### The problem
Reproduce every line from the one containing "The component shall locate the chocolat" down to the one containing "The component shall locate the wooden crate", inclusive, and nothing else.

[Location identification entries]
◇ ◇ ◇ ◇ ◇ ◇ ◇
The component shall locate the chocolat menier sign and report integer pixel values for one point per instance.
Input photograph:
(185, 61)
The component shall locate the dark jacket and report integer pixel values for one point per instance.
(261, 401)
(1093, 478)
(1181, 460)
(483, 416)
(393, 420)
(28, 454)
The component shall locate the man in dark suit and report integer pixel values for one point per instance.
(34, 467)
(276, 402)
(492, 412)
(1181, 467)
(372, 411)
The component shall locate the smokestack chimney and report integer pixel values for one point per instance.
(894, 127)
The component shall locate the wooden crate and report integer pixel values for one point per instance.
◇ ◇ ◇ ◇ ◇ ◇ ◇
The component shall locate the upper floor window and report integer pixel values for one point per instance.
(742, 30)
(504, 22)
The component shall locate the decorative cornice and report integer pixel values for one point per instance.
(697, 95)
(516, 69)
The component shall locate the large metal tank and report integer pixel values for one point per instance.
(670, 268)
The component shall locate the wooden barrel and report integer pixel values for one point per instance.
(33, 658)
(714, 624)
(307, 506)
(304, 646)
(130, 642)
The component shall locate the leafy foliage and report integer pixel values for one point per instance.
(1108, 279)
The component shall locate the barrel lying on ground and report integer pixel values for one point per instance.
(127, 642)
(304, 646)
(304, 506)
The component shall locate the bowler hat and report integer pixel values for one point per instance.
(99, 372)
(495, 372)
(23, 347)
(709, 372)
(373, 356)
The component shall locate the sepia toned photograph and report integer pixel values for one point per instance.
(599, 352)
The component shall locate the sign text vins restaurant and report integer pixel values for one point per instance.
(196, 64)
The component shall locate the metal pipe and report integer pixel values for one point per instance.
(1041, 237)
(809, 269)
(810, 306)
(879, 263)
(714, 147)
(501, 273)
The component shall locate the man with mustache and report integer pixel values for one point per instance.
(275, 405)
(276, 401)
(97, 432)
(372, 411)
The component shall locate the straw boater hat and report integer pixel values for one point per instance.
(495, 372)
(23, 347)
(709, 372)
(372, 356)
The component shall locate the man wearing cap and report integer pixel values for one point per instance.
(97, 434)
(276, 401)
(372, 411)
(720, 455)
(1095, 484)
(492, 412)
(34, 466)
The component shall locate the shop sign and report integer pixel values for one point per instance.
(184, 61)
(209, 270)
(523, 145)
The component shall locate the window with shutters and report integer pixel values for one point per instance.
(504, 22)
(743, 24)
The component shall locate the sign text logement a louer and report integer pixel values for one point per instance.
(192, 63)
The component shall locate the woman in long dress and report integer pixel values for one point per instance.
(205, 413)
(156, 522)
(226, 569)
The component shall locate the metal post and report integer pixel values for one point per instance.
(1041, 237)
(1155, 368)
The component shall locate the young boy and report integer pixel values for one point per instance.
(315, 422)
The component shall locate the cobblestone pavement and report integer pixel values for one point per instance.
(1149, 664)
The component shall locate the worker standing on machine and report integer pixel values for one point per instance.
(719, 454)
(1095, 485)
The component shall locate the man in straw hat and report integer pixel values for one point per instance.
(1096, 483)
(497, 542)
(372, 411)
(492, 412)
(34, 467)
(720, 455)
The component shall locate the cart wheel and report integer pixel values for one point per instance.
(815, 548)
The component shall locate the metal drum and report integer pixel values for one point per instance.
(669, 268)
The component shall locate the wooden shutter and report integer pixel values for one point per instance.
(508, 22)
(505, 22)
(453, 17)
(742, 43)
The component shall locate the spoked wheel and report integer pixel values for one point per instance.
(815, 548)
◇ ◇ ◇ ◇ ◇ ◇ ◇
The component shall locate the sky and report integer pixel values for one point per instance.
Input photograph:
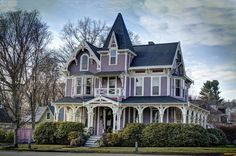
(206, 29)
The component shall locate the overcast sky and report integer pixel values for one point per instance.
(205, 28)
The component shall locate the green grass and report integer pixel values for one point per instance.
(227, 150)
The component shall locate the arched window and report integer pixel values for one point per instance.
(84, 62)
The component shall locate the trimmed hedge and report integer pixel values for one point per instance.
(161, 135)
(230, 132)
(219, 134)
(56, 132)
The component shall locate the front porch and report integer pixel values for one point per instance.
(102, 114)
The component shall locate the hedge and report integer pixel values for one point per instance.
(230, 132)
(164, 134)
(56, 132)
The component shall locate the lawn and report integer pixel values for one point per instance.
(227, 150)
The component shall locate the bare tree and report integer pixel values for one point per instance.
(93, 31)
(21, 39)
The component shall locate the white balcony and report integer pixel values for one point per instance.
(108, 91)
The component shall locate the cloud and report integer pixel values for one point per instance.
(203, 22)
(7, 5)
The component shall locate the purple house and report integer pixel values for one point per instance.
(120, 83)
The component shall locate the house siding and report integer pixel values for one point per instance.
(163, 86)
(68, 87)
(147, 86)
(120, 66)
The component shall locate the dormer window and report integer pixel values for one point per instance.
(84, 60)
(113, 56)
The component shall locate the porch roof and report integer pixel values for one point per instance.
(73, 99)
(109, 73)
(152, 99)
◇ ◇ ◇ ◇ ◇ ◇ ◇
### Output for this exercise
The component shall locate the chocolat menier sign and report integer pixel values for one point per instance.
Input photograph:
(185, 61)
The component shall locate the dark jacket and report integer pixel values for one point per instance.
(261, 401)
(1093, 478)
(1181, 460)
(483, 416)
(393, 420)
(28, 454)
The component shall locate the man in dark suit and report integer pixel values for one point per instance.
(34, 467)
(276, 402)
(492, 412)
(1181, 467)
(372, 411)
The component shall locate the smokestack chimney and report integer pixel values for one point per instance.
(894, 127)
The component shall locate the wooden crate and report integer pixel values for one point per instance.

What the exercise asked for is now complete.